Please reproduce all of the listing below exactly and drop its images.

===== Data records =====

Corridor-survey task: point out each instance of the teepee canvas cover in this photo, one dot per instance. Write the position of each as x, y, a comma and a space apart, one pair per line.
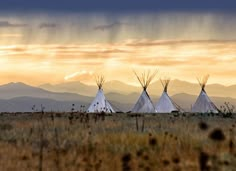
203, 103
100, 104
165, 104
144, 103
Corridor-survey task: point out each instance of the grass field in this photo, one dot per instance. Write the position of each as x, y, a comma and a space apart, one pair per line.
57, 141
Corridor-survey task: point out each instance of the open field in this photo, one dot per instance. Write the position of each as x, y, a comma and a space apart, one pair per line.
74, 141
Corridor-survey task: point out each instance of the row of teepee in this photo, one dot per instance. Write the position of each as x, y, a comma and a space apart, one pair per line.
144, 103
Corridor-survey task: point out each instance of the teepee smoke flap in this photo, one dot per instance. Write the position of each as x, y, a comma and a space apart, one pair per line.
144, 103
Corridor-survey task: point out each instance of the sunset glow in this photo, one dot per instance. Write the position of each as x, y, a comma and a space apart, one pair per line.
74, 47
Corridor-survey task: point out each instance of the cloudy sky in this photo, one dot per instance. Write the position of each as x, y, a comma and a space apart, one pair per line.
48, 42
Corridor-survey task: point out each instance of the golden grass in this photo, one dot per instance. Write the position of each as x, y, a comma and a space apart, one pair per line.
166, 143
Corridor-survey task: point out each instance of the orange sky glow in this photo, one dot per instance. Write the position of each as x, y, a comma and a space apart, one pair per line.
45, 52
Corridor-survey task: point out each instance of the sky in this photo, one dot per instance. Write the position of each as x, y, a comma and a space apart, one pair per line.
73, 40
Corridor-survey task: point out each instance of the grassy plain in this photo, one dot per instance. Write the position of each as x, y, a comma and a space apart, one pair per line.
65, 141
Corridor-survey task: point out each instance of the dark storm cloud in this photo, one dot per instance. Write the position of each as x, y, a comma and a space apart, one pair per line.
8, 24
114, 5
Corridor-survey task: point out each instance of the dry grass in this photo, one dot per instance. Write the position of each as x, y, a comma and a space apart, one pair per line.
92, 142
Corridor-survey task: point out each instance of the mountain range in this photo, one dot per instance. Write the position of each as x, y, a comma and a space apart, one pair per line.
20, 97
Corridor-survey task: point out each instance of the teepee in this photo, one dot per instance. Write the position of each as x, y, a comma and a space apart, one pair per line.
203, 103
144, 103
100, 104
165, 104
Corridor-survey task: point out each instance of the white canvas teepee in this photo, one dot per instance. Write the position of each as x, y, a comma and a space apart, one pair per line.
144, 103
203, 103
100, 104
165, 104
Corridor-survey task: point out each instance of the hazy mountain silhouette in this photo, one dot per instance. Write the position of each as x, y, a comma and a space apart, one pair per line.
175, 87
19, 97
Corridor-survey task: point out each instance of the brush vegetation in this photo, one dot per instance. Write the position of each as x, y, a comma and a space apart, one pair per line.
79, 141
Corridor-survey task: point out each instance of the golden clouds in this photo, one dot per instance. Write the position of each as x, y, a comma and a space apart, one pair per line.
55, 63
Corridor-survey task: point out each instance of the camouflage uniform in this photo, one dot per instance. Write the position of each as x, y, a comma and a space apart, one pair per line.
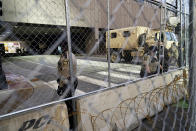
64, 74
150, 62
64, 81
173, 54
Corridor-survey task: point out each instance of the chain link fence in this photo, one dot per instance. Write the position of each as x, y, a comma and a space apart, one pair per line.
134, 61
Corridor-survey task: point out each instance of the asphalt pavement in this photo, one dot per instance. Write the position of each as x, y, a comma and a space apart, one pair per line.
92, 72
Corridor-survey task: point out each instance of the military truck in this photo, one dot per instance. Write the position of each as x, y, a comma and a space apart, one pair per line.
132, 42
127, 43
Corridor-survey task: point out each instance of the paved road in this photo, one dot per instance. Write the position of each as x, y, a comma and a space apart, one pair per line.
92, 74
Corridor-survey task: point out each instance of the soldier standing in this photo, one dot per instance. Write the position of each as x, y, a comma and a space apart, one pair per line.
150, 63
173, 53
64, 80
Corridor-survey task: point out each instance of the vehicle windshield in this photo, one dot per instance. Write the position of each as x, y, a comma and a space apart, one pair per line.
168, 36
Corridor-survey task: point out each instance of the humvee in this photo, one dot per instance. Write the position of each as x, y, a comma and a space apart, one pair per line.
132, 42
127, 43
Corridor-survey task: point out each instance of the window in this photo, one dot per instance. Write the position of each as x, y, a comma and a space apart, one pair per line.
126, 33
113, 35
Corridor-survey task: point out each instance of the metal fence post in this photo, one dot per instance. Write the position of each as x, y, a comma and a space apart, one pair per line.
181, 41
73, 122
192, 64
108, 45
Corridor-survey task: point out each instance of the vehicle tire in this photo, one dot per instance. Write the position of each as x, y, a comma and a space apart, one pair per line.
115, 57
142, 40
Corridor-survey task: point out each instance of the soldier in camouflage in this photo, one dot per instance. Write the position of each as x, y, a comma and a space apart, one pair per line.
173, 54
150, 63
64, 79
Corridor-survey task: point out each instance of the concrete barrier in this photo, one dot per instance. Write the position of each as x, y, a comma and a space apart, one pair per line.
53, 118
123, 107
116, 108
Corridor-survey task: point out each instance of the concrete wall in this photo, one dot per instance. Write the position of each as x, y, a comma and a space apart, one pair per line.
34, 11
52, 118
117, 108
83, 13
122, 108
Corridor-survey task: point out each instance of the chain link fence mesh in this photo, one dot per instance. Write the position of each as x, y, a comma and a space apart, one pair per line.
111, 40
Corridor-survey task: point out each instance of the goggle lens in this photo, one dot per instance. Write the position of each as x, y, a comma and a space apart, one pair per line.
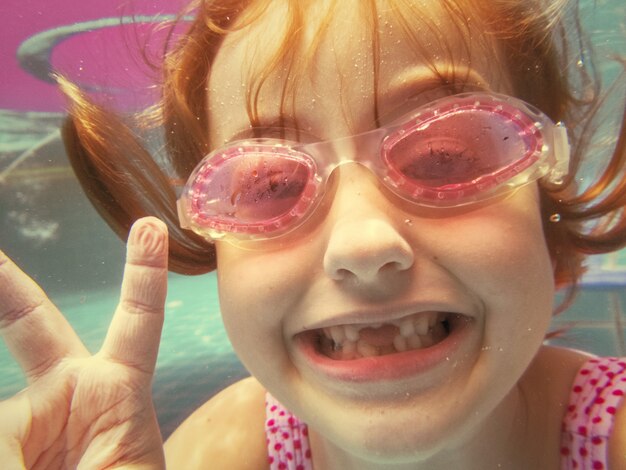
452, 152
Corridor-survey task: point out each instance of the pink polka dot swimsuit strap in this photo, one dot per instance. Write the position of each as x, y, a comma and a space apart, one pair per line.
287, 438
594, 399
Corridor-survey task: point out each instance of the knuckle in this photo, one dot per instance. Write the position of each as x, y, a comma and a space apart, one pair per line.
137, 307
13, 315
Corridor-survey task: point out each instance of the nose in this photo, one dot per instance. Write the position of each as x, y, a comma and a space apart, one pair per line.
364, 243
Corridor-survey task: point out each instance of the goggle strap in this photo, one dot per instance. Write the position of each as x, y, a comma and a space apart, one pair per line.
561, 154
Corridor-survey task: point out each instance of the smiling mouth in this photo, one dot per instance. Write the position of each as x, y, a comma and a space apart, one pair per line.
355, 341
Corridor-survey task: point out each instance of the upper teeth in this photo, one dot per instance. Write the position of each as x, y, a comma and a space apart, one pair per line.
414, 332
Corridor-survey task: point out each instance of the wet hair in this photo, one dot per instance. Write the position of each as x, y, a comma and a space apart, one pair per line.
544, 55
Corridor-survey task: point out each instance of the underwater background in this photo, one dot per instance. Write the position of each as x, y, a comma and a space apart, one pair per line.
48, 227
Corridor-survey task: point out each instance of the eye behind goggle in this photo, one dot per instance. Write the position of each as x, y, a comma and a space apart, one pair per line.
250, 190
466, 150
453, 152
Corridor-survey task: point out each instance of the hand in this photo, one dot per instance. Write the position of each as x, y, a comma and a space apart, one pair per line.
79, 410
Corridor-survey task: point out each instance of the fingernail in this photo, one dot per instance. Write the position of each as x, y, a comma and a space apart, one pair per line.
148, 240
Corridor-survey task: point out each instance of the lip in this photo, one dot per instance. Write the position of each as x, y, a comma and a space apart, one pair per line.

=====

* [Solution to this problem]:
Corridor-survey task: point out each instance of the teepee canvas cover in this photo, one dot per instance. Write the position of each as x, y, a comma and a space apart, one pair per line.
203, 103
100, 104
165, 104
144, 103
Corridor-survey task: point out each instance of the grass field in this photo, one dot per instance. Write the position of each as x, y, a comma and a space apart, one pair per line.
57, 141
Corridor-survey task: point out each instance of the open field in this photo, one dot per instance. Write the position of each as x, y, a comma and a space apart, one pair per line.
74, 141
Corridor-survey task: point out each instance of the row of teepee in this photo, one dot per instance. Write the position of each as x, y, a comma and a space apart, one pair per line.
144, 103
Corridor-survey task: point out each instance of the teepee smoke flap in this photo, one dot per instance. Write the position of each as x, y, a comma and a space apart, one pair per line.
144, 103
Corridor-survey task: point out each instance of the sunset glow in this photo, one dot per instance. Write the position of each as x, y, a comma and a space apart, one pair per line.
74, 47
Corridor-survey task: point out each instance of the cloudy sky in this photo, one dot per instance. Write the position of each as x, y, a comma and a space apart, one pair per line.
48, 42
Corridor-survey task: point out each instance of the golden grass in this photo, one dot per instance. Write the position of each as x, y, a comma and a space apart, one pair per line.
166, 143
Corridor-survey task: point out each instance of the orange sky glow in this photo, one dot per instance. Write the position of each as x, y, a comma and a space apart, one pair per line.
45, 52
Corridor-survey task: point out each instance of the sky in this photo, one dot per instance. Write the position of each as x, y, a comma and a space apart, one pair per line.
73, 40
Corridor-survey task: point out each instance of the grassy plain in this photo, one dot per instance. Write the position of each as x, y, a comma and a space apart, one pair per line.
65, 141
Corridor-survey task: point out each instance of the dark storm cloud in this photo, one dot per instance. Write the position of each as x, y, a comma and a space apart, one pair per line.
8, 24
114, 5
Corridor-survey task: point out each instance of the dry grass in this photo, one dot per instance. Write the position of each as x, y, a comma and a space apart, one pair per line.
92, 142
Corridor-survey task: point out each instance of the mountain range in this photo, one dot per instance. Write the position of each as x, y, a comma and a space apart, one pair per line.
20, 97
Corridor-survey task: point out each instance of the teepee in this photo, one dot per instance. Write the position of each as x, y, a comma and a space apart, one pair per line.
203, 103
144, 103
100, 104
165, 104
Corridor-survey task: point out each instance of the white canvas teepee in this photo, one dot per instance. Write the position of each as x, y, a comma and a space apart, one pair per line.
144, 103
203, 103
100, 104
165, 104
Corridor-survey task: point out each instance of the hazy mountain silhouette in this photo, one dot per instance. Write the position of each as x, y, a comma and a space apart, one pair per line.
175, 87
19, 97
Corridor-survey task: point out each instance of the brush vegetation in this photo, one dot per instance. Write the position of each as x, y, a comma and a space apart, one pair per line.
79, 141
Corridor-survey task: point out each instance of the golden clouds in this photo, one dot per instance. Write the position of each as x, y, a comma and a space apart, one pair per line.
55, 63
Corridor-survey task: point out each instance of the camouflage uniform in this photo, one dot per instance. Write the position of each as x, y, a comma and a space apart, one pair per line.
64, 74
150, 62
64, 81
173, 54
Corridor-survey task: point out each instance of the chain link fence in this photo, one dot per instance. Write the position of each as x, y, a comma and a space apart, one pair per line.
134, 61
Corridor-survey task: point out each instance of the asphalt pavement in this photo, one dot per instance. Write the position of each as x, y, a comma and a space apart, one pair per line.
92, 72
Corridor-survey task: point out each instance of the military truck in this photo, one dot per instance. Write the position of each as x, y, a comma and a space apart, one pair per line.
132, 42
127, 43
Corridor-survey task: point out each instance of the paved road in this photo, one dot per instance. Write the position of each as x, y, a comma and a space apart, one pair per line.
92, 74
Corridor-survey task: point out each instance of the soldier standing in this photo, one dot per instance. Write the position of each as x, y, a comma and a space apart, one pair per line.
150, 63
173, 53
64, 80
Corridor-survey task: point out each instance of the vehicle windshield in this photo, one dot per instance. Write the position of each as x, y, a comma and a space apart, one pair per line.
168, 36
Corridor-survey task: point out each instance of the humvee in this photo, one dot per instance. Write the position of each as x, y, a comma and a space apart, one pair per line.
132, 42
127, 43
Corridor-survey task: point out each instance of the window in this photo, one dot per instance. Write the position of each as x, y, a comma and a space apart, one pair per line.
126, 33
113, 35
Corridor-survey task: point out each instance of the metal fence post in this photo, one dot per instance. Write the position of each as x, y, a comma and a space apart, one pair per line.
181, 41
73, 122
192, 64
108, 45
Corridor-survey task: point out each instance of the vehicle tire in this photo, one dot per instance. Write the position of each as x, y, a comma and a space apart, one pair per line.
115, 57
142, 40
Corridor-survey task: point out each instance of the soldier in camouflage in this photo, one dot per instance. Write the position of each as x, y, a comma and a space apart, one pair per line.
173, 54
150, 63
64, 79
Corridor-survey task: point out each instance of the concrete barrier in this photo, one dot per instance. Write the position of each as x, y, a comma and a space apart, one pair per line.
53, 118
123, 107
116, 108
Corridor-survey task: point out each instance of the concrete wall in this photo, one dot per instance. Write the position of each as x, y, a comma and a space apart, one pair per line.
34, 11
52, 118
117, 108
83, 13
122, 108
Corridor-survey task: point out each instance of the chain link fence mesh in this photo, one dot per instance. Write the position of each as x, y, a comma and a space apart, one pair per line.
111, 40
Corridor-survey task: point out each instance of the goggle lens in this photo, one dot per instance. Write the position of each as x, y, a comma and a space apart, one pair per line.
452, 152
Corridor-survey task: point out each instance of the pink polka dot swimsuit strap in this photo, one dot per instance. Write the position of each as x, y, a comma and a space apart, one pair per line.
287, 438
594, 399
Corridor-survey task: point out each instance of the knuckle in this photo, one dot per instance. Write the position of each as x, y, a comma and a space apart, one pair per line.
137, 307
13, 315
Corridor-survey task: point out each instance of the nose in this photo, one dot per instance. Write the position of each as x, y, a comma and a space apart, one pair per line.
364, 243
Corridor-survey task: point out each instance of the goggle strap in this photo, one dot per instance. Write the position of each as x, y, a comma and a space apart, one pair per line.
561, 154
Corridor-survey task: point out each instance of the smiling mouth in this photo, one dot per instance. Write the position of each as x, y, a comma and a space apart, one pair per line.
355, 341
Corridor-survey task: point out each instance of the upper teeth in this photo, one dot per instance. Write the position of each as x, y, a comma and a space apart, one pair per line.
414, 332
Corridor-survey task: point out each instance of the wet hair in this photo, one dot per instance. Write the position of each as x, y, a comma and a space apart, one pair per line.
544, 55
Corridor-survey task: point out each instance of the underwater background in this photo, one dot per instance. Write the position of each as x, y, a comma and a space apart, one pair per line.
48, 227
Corridor-survey task: point out each instance of the eye behind goggle in this photo, one dot per instance. Write the position of each as x, y, a comma and a space apart, one pair per line.
250, 190
466, 150
453, 152
Corridor-survey task: point out each instance of the hand in this photo, one dot per instance. Write the position of each as x, y, a comma and a space apart, one pair per line.
79, 410
Corridor-survey task: point out each instance of the fingernail in this photo, one dot per instance. Write the position of each as x, y, a comma and a space apart, one pair per line.
148, 240
Corridor-survey task: point out each instance of the lip in this photo, one dot per instance. Write the position of each as x, y, a comma and a space apart, one pair per line.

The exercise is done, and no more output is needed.